Natural-language object grounding data:
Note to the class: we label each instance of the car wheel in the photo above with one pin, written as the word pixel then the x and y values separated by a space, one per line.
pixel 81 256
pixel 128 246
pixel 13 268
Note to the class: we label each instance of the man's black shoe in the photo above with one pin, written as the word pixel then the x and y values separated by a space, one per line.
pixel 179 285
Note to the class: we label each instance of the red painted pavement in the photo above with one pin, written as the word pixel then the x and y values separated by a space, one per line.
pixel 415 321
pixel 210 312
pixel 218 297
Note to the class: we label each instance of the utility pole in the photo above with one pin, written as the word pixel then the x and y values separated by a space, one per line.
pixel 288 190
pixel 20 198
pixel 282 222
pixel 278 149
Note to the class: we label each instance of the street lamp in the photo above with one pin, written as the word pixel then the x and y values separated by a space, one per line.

Aim of the task: Write out every record exactly as it appears above.

Response to this task:
Note to the class: we label each instance of the car wheel in the photo above with one pin, written as the word pixel then the x and y values separated by a space, one per line.
pixel 81 256
pixel 128 246
pixel 13 268
Note to the class: we label each instance of the man's black shoe in the photo above with one pin, written as the word pixel then the x and y values separated by a space, one per line.
pixel 179 285
Note to the class: we label each instance of the red painted pavement in the photo above with one pin, written as the word pixel then the x and y values separated by a space, one per line.
pixel 415 321
pixel 210 312
pixel 218 297
Note to the class: we label each instance of the utility pole in the photo above with one pin, written as the word pixel then the x and y values separated by a space, one per line.
pixel 288 190
pixel 20 198
pixel 282 222
pixel 278 149
Note to the class: we label each instance of the street lamp in the photo above with one pin, written as the word pixel then the x and y values separated by a space, one per line.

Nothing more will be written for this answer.